--- Your goal ---
Quote the passage on seldom used nosodes word for word, starting at "Nosode is an" and ending at "to the discussion.".

SELDOM USED NOSODES


SELDOM USED NOSODES. One snake poison that has been very seldom prescribed is Buthus australis. It has done excellent work in a case of hysteroepilepsy. Boericke and Tafel have it in stock. An old Journal of The American Institute of Homoeopathy has as incomplete proving thereof.


Nosode is an old term. Many physician have never heard the word. I like better the designation, “potentized biological remedy”. Any substance-mineral, botanical, or biological-may be a homoeopathic remedy, if properly prepared and correctly applied. These biological trace remedies are many, but I shall mention only a few that I have used in the past year, citing such clinical cases only as seem to me to help to fix the remedy in mind. Very few of these remedies have been completely proved-some not at all. The clinical cases may be interspersed with such remarks as seem pertinent to the discussion.

It seems natural to think that a high potency of any offending virus should be the homoeopathic remedy for the disease, and that would be the limit of its usefulness. Such is not the case, for the remedy will be more useful in other conditions where the symptoms are similar to the disease from which the nosode originated. In other words, the nosode must be thought of as acting according to the law of similia similibus curentur, not as a disease conqueror, but acting in the same manner as do the mineral and botanical remedies-that is, by increasing the vital reaction of the patient. We do not think that arsenic should be used in potency only when we have acute arsenic poisoning, but that it should also be used for patients who have developed symptoms, from known or unknown causes, that are like those developed in arsenic toxemia.

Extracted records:
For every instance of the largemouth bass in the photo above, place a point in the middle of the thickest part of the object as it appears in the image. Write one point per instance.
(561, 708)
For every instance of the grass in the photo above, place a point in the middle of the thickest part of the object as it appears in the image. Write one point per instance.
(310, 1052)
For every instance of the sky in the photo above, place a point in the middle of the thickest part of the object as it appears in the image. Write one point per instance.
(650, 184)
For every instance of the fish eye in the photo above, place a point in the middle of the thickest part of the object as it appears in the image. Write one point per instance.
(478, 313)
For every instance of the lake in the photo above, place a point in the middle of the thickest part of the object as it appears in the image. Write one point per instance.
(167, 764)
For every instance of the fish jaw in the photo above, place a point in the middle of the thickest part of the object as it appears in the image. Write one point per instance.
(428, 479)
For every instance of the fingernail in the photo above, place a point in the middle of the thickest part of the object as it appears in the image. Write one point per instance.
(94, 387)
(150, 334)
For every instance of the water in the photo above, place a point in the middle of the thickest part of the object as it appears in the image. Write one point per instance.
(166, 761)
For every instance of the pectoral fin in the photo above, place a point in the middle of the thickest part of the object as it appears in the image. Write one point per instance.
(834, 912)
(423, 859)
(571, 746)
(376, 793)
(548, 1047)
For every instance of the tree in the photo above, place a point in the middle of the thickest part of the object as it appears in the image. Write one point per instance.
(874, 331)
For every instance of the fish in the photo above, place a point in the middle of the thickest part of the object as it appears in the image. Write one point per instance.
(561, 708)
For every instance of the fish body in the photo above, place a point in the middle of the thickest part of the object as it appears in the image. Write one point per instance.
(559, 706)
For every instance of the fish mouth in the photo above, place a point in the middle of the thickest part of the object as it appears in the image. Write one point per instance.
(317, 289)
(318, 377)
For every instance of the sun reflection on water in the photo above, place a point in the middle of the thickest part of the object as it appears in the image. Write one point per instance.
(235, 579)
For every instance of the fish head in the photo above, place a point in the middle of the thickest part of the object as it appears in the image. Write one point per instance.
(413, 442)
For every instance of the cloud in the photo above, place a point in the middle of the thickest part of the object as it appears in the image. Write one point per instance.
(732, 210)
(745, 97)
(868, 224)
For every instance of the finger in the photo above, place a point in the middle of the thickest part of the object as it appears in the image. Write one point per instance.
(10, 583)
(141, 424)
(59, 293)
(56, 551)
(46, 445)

--- Final answer ---
Nosode is an old term. Many physician have never heard the word. I like better the designation, “potentized biological remedy”. Any substance-mineral, botanical, or biological-may be a homoeopathic remedy, if properly prepared and correctly applied. These biological trace remedies are many, but I shall mention only a few that I have used in the past year, citing such clinical cases only as seem to me to help to fix the remedy in mind. Very few of these remedies have been completely proved-some not at all. The clinical cases may be interspersed with such remarks as seem pertinent to the discussion.